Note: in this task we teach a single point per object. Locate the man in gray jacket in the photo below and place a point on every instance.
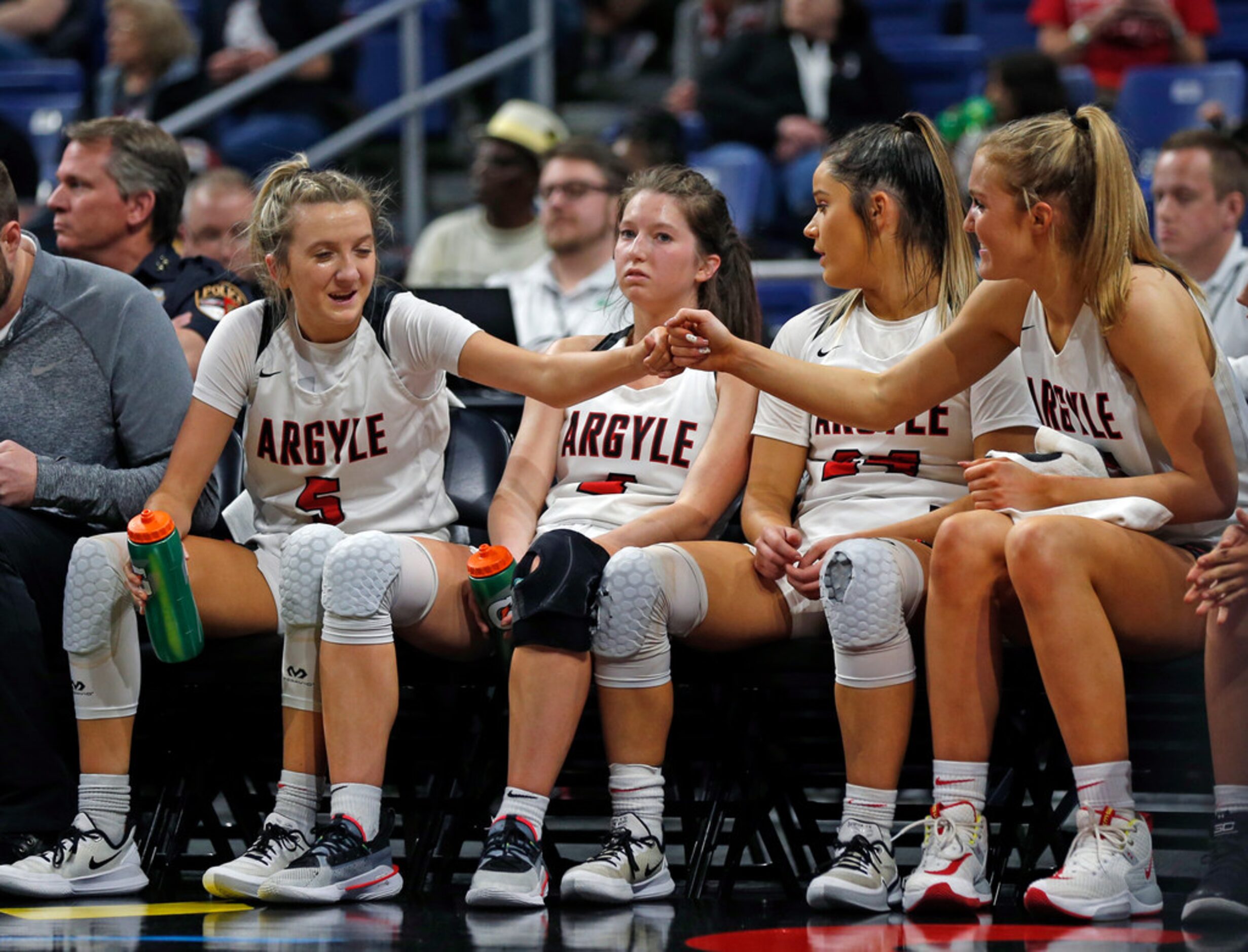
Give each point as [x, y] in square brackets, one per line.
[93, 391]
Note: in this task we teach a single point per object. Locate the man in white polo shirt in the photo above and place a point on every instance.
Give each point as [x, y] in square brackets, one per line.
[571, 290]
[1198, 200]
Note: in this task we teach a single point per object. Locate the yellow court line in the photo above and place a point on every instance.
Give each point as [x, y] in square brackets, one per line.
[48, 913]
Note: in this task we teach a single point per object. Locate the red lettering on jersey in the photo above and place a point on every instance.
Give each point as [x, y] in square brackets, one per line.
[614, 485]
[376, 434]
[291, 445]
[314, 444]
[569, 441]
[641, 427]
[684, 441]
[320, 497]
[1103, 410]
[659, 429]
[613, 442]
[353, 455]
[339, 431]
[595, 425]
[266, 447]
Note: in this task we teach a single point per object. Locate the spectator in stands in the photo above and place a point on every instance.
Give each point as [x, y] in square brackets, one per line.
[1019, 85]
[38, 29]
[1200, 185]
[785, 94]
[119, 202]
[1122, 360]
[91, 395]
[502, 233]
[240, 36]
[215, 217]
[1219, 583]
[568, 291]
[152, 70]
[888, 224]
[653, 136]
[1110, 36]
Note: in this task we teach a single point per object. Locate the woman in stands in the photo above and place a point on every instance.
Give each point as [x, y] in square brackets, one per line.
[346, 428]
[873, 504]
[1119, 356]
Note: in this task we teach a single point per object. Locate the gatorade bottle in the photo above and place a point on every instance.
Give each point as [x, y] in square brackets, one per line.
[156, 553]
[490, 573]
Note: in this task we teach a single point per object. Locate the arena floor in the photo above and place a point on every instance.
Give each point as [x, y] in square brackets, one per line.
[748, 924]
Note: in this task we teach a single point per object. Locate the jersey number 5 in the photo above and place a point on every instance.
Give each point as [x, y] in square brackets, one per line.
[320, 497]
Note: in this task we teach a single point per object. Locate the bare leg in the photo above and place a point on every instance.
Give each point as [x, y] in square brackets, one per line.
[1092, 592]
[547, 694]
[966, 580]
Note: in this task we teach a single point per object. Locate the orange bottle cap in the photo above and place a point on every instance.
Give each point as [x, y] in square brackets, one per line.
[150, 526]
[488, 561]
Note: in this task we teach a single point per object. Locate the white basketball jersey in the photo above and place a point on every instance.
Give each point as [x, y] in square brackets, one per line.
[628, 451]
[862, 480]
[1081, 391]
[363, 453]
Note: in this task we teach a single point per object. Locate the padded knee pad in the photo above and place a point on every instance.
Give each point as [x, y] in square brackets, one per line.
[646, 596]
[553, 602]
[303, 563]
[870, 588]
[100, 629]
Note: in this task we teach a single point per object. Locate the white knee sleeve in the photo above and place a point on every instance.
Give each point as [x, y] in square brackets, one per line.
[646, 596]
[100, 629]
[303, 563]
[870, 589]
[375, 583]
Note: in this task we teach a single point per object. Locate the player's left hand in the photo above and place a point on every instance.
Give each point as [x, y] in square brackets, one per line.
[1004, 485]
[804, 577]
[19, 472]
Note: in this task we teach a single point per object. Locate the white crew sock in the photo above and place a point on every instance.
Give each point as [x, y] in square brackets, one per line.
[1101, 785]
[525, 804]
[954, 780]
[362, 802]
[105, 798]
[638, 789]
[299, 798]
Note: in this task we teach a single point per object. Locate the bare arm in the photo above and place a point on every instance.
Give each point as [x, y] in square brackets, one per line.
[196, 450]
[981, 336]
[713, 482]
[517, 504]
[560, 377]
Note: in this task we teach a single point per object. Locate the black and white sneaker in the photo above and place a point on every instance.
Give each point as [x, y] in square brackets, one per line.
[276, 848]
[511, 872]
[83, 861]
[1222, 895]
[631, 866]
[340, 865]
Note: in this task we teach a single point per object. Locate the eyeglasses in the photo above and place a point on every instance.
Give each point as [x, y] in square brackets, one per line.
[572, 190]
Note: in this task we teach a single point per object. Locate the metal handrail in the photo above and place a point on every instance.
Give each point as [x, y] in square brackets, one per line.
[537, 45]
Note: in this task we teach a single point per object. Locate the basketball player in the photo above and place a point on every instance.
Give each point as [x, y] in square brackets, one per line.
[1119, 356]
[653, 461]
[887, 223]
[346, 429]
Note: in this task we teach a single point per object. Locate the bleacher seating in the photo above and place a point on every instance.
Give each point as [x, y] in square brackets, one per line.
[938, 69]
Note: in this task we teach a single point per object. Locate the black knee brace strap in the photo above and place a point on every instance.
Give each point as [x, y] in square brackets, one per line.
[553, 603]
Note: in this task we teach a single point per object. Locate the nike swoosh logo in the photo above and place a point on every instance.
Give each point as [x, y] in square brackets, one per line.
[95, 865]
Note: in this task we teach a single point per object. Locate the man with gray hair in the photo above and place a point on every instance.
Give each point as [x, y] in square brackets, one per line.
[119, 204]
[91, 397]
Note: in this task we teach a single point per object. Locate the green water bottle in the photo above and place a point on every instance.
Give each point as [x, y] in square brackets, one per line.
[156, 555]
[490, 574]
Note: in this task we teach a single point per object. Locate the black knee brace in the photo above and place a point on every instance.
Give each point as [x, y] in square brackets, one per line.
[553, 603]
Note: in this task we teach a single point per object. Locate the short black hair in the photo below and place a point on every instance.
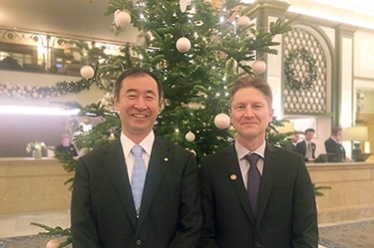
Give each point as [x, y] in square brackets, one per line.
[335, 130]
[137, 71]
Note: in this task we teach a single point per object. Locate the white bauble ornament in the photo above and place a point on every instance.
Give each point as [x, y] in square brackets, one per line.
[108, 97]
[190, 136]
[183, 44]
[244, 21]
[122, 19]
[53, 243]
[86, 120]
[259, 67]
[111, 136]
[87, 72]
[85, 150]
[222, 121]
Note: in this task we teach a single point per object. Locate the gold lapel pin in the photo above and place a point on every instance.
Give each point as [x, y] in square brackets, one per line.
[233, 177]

···

_Required work:_
Your copy must repeat the data word for word and show none of its images.

_Answer to the problem:_
Note: in this task we teach a single point per object. Locate the man in gray jacket in the photo below and place a point on every instance.
Give each point as [x, y] in square brackets, one per line.
[93, 391]
Note: in this task we teach a single point per object. Locate the man in white polo shirt in the photo above and place a point on every instance.
Give each point as [x, y] in square brackets, one per line.
[571, 290]
[1198, 200]
Note: in this task we teach a single point per object. Locate the yellow court line in the photo above and place a point on every instance.
Give each point as [x, y] in square brackets, one per line.
[48, 913]
Note: in this task we teach a single point per object. Locate the red lettering on jersey in the photo above and place a point on every instance.
Give each point as [x, y] in square brackets, one per line.
[614, 485]
[376, 434]
[291, 445]
[314, 444]
[569, 441]
[641, 427]
[684, 441]
[320, 497]
[1103, 410]
[659, 429]
[613, 442]
[353, 455]
[339, 431]
[595, 425]
[266, 447]
Note: in this task we teach a single point per object. Locate the spectator in stands in the photo above and place a point on every instance.
Give each point as [x, y] in square brackets, one per line.
[1019, 85]
[38, 29]
[1200, 185]
[785, 94]
[119, 202]
[1122, 360]
[91, 395]
[502, 233]
[240, 36]
[215, 217]
[1219, 583]
[568, 291]
[152, 70]
[888, 224]
[653, 136]
[1110, 36]
Note: in this task we teach a single point per object. Locate the woman in stands in the photo above and place a point on every instance.
Give each point as [x, y] in square brackets, one per line.
[346, 428]
[873, 504]
[1119, 356]
Note: in this task we teach a single point per object. Locate the gatorade bottle in the photo above and place a point on every instance.
Give each point as [x, y] in square brackets, one per line.
[156, 553]
[490, 573]
Note: in this task we teach a single point per object. Locate the arena floor in the photo above and place a point on every instance.
Give each point as [x, y] in square brackets, one per line.
[748, 924]
Note: in this task we teach a single point per object. Locate the jersey number 5 in the photo above and place a point on every instance.
Give each point as [x, y] in square brackets, one per line.
[320, 497]
Note: in this task we teach a single point per object. Locate the bare leg in the photo above and place a point on every instance.
Give each point as [x, y] in square brackets, one per line.
[1092, 592]
[547, 694]
[966, 580]
Note: in this task we teach a single point per object. Locate the orange bottle cap in the photo above and place a point on every instance.
Give each point as [x, y] in square brackets, one per line.
[150, 526]
[488, 561]
Note: in this task we teach a single point per object. Locate the white basketball jersey in the photo above and place a point on every instance.
Give each point as [x, y] in square brackets, one per line.
[628, 451]
[862, 480]
[1081, 391]
[363, 453]
Note: in this task we teach a single point per object. Locate the padded knee pad in the photo above and place a point on every instance.
Give each point as [x, y] in square brackets, one per line.
[646, 596]
[553, 602]
[303, 563]
[870, 588]
[100, 629]
Note: in this task we teach a single point per object. Locate the white knee sleeve in the photo above and place a point on every instance.
Give each point as [x, y] in square brackets, one per line.
[646, 596]
[100, 629]
[303, 563]
[870, 589]
[375, 583]
Note: in this task we teach a single point per object. Locate the player's left hand in the photo above and place a point on every instance.
Give each point as [x, y] in square brackets, one per line.
[1004, 485]
[804, 577]
[19, 472]
Note: in this task we teach a single point per object. Locate the white crew sock in the photo above and place a point on every instance.
Give each point as [x, y] in square brackets, one per line.
[1101, 785]
[525, 804]
[954, 780]
[362, 802]
[105, 798]
[638, 789]
[299, 798]
Note: in this task we teach a single point per object. Locate the bare arm in the photo above and place a point on every instance.
Give each point as [x, y] in square brackets, one per line.
[196, 450]
[981, 336]
[713, 482]
[517, 504]
[560, 377]
Note: in this task we teach a single point per object. Locate the black and white sneaker in the photo above and place a point on every instance.
Give each point as [x, y] in square brackets, one per line.
[276, 848]
[511, 872]
[83, 861]
[1222, 895]
[631, 866]
[340, 865]
Note: in this task we teach a single point per object. Locate the eyeglasses in the photo above and place a point on every instance.
Give each point as [x, y] in square brackets, one per line.
[572, 190]
Note: in this task we teach a single point per object. Locate the metal handrail in the photo above and place a point on every instance.
Give each point as [x, y] in square brackets, one per line.
[537, 45]
Note: in this task we teach a single point per object. Locate the basketball player in the photo above and place a point on every instance.
Give each point as [x, y] in square brackets, one per line.
[1119, 356]
[653, 461]
[887, 223]
[346, 429]
Note: in this task we teach a single point per object. Locate the bleacher seating in the photo above and place a point on every instance.
Give each point as [x, y] in square brackets, one per line.
[938, 69]
Note: in this task we teach a single point per object. Locate the black knee brace strap in the photo above and place a point on every instance.
Give each point as [x, y] in square brackets, one per line.
[553, 603]
Note: in this task we teach a single point per object. Locate the nike swoosh logo in the photo above and place a point on every instance.
Give each point as [x, y] in square brackets, one per line.
[95, 865]
Note: in this task we teach a single point per object. Locate the man with gray hair in the photo above and place a point on every instance.
Give each point as [x, y] in square brackets, one per line.
[119, 204]
[91, 397]
Note: in this task we teach a single point per object. Locate the green water bottle in the photo above and place a point on every instance.
Give each point as [x, y] in square brackets, one per line.
[156, 555]
[490, 574]
Note: in this task we teach a single point per object. Locate the black knee brace in the photo above and place a point on every instance.
Give each point as [x, y] in square brackets, one per line.
[553, 603]
Note: in this task we teach a single point per object. Locate the short black hair in the photo below and place a point on every instance.
Give each point as [x, y] in square brackets, one per line.
[335, 130]
[137, 71]
Note: in this task we teach a single point per object. Locate the white bauble ornament in the photo above and place a point on every instance.
Give each point as [x, y] in square brackets, one per line.
[108, 97]
[190, 136]
[183, 44]
[244, 21]
[122, 19]
[53, 243]
[86, 120]
[259, 67]
[111, 136]
[87, 72]
[85, 150]
[222, 121]
Note: in this task we teach a single point per object. Locate the gold lapel pin in the photo above and place a point on every instance.
Give each point as [x, y] in square brackets, one per line.
[233, 177]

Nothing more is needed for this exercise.